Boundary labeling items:
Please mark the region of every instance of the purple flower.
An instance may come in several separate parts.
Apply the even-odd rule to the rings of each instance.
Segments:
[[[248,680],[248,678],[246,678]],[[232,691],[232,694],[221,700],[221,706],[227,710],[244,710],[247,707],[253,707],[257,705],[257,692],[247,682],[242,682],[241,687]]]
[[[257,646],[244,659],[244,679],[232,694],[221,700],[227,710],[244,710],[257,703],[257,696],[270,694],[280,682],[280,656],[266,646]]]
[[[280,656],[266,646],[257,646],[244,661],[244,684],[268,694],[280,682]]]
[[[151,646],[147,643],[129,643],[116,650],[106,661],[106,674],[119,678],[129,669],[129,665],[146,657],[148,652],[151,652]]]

* * *

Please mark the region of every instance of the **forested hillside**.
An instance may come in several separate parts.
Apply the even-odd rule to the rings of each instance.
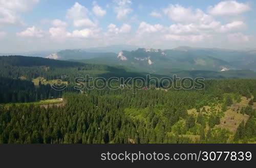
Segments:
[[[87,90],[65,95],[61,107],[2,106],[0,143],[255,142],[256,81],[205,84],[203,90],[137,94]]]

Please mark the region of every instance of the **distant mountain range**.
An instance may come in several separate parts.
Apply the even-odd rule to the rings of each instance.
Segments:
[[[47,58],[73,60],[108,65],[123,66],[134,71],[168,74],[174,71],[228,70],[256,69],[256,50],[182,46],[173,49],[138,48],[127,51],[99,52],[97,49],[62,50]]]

Given exercise:
Locate each line in the items above that contains the word "region" and copy those lines out. Case counts.

Correct answer:
Please mark the region of every instance of the purple flower.
Please mark the region of every instance of the **forested hillside**.
Please mark the region of every instance of the **distant mountain range**.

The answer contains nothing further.